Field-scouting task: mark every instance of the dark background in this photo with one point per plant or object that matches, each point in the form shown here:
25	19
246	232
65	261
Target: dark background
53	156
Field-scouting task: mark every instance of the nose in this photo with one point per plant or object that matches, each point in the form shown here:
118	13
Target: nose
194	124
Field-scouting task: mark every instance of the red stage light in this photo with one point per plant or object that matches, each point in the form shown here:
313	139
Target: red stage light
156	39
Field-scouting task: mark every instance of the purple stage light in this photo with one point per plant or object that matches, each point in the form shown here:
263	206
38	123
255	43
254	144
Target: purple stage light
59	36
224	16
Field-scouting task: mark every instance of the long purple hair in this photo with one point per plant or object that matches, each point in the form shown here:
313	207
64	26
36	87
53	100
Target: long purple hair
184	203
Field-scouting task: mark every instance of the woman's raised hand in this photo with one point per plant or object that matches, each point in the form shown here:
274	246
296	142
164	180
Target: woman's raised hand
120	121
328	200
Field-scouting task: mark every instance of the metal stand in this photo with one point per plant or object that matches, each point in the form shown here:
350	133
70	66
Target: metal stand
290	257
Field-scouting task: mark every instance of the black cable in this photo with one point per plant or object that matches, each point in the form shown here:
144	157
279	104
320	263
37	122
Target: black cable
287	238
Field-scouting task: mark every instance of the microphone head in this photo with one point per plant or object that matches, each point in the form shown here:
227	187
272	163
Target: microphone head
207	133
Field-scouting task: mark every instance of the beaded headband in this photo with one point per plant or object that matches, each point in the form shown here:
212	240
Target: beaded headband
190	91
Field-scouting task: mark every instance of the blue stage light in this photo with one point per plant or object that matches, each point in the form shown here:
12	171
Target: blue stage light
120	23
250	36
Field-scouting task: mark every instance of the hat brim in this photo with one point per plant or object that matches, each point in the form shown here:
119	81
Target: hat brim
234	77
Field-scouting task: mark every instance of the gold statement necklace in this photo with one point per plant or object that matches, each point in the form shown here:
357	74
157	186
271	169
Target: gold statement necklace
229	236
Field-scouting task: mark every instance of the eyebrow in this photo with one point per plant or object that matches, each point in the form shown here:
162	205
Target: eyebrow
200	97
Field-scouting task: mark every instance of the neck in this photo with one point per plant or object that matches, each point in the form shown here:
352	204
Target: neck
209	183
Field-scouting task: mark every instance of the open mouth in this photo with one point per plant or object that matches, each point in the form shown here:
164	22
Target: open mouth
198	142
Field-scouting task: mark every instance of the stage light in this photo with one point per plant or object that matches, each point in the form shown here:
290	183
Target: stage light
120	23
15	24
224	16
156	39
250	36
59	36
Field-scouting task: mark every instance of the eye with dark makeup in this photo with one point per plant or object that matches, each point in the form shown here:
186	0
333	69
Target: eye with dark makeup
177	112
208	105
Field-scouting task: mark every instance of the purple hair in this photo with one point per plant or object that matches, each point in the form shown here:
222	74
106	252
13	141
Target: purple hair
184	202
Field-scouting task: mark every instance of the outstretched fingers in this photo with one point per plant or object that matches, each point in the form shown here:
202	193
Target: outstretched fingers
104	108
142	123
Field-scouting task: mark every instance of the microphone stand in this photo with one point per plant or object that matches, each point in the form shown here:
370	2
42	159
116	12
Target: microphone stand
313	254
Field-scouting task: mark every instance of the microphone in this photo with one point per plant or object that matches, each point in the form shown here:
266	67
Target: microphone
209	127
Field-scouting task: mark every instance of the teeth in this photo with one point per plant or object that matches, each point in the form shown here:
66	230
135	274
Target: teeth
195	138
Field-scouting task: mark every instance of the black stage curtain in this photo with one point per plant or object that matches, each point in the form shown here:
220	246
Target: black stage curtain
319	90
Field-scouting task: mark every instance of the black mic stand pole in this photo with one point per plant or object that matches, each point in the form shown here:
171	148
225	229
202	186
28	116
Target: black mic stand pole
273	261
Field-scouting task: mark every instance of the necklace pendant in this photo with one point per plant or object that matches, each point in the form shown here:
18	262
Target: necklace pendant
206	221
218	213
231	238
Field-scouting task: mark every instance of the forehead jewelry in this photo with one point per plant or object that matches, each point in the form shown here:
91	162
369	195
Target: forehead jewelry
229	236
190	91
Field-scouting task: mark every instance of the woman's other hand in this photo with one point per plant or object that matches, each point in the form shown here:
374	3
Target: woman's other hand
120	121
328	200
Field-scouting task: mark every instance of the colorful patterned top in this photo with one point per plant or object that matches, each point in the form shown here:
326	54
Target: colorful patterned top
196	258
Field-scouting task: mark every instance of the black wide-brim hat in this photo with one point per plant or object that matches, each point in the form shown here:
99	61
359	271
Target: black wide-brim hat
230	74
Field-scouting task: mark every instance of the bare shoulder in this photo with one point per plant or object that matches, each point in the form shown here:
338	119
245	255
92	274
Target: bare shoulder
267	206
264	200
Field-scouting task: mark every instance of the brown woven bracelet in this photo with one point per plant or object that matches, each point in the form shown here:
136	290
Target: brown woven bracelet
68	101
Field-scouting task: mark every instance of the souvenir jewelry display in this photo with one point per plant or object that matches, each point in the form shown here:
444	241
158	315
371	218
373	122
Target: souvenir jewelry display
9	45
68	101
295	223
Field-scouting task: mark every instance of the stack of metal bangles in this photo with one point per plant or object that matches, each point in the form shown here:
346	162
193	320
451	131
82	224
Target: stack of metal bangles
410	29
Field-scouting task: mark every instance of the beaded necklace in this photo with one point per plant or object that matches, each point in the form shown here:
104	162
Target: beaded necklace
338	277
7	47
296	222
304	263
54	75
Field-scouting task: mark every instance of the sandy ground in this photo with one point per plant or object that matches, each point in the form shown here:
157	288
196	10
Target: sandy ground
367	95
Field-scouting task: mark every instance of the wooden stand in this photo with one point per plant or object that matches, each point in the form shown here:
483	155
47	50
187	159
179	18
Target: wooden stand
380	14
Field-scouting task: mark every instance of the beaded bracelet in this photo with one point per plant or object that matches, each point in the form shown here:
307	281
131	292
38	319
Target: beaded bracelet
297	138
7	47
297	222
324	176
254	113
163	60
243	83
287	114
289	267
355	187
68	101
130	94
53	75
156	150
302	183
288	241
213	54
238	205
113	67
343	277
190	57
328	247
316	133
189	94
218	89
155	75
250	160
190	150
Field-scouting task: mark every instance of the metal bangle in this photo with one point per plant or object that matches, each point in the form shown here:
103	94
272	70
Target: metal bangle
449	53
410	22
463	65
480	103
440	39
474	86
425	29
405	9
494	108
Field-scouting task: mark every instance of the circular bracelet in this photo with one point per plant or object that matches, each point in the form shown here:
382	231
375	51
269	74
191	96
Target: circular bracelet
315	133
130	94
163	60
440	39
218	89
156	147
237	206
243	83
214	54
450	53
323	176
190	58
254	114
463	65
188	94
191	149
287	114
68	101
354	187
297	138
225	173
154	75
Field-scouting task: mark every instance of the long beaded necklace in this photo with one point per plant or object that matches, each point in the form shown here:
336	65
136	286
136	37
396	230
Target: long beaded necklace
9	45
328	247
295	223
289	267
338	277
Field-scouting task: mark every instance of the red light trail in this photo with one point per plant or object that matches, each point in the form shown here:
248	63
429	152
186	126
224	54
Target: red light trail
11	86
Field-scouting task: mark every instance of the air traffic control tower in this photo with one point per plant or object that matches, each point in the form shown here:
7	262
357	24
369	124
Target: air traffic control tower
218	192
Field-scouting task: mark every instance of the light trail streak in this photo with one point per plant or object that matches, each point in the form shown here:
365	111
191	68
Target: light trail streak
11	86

┄┄┄┄┄┄

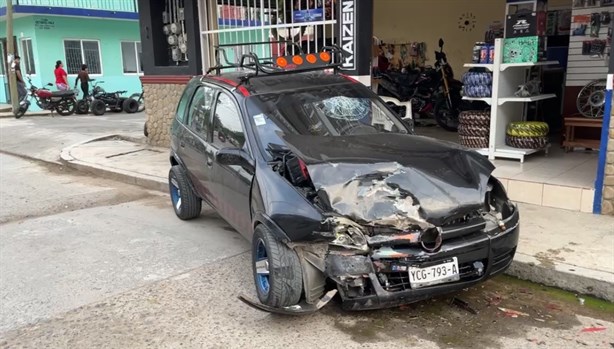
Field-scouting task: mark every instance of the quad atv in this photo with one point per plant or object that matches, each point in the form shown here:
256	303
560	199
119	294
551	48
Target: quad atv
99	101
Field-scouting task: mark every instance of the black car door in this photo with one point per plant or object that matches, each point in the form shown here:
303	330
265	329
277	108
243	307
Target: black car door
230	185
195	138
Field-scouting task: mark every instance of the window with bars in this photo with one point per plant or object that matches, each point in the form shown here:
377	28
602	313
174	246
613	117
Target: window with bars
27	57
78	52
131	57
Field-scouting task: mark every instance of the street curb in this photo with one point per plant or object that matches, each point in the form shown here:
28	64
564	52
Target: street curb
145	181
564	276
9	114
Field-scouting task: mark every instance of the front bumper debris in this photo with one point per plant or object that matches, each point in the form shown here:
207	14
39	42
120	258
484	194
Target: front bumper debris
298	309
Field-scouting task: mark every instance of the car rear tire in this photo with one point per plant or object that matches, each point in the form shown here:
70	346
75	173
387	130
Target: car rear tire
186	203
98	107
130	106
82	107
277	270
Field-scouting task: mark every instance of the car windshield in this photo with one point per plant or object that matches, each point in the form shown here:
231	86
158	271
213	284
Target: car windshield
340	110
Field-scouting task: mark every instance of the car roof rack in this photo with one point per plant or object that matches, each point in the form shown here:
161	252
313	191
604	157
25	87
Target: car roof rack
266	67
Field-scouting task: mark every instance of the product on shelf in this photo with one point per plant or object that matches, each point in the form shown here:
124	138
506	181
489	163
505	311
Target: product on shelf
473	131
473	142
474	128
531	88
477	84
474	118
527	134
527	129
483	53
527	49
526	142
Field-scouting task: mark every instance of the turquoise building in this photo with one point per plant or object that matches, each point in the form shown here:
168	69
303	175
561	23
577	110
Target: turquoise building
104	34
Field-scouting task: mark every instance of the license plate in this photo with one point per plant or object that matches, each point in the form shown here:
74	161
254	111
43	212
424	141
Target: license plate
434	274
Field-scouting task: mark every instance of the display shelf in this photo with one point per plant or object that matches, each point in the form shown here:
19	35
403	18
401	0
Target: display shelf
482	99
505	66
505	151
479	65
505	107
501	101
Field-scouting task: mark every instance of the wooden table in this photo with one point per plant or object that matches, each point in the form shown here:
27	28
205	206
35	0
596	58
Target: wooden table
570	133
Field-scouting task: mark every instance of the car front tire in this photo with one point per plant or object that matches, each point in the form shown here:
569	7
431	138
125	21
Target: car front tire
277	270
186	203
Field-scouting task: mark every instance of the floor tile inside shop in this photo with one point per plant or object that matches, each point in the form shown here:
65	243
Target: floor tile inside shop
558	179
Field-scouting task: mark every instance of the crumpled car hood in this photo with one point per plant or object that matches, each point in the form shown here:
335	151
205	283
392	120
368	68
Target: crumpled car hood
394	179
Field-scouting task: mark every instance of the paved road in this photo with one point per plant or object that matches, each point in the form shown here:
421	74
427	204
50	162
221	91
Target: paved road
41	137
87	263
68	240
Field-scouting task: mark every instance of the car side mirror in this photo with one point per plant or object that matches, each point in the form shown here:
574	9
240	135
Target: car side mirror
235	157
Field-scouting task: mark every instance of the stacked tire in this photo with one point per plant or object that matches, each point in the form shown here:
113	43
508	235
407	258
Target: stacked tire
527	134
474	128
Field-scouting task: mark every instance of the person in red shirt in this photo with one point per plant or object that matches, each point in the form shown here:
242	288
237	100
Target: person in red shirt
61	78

┄┄┄┄┄┄

> **What you should do**:
From the records above, pull out every line that contains the word "other" and list only those lines.

> **Final result**:
Field-scouting task: mark every instance of the woman's other hand in this photo with one point per plant or object that matches, each point in the form shown here:
Target: woman's other hand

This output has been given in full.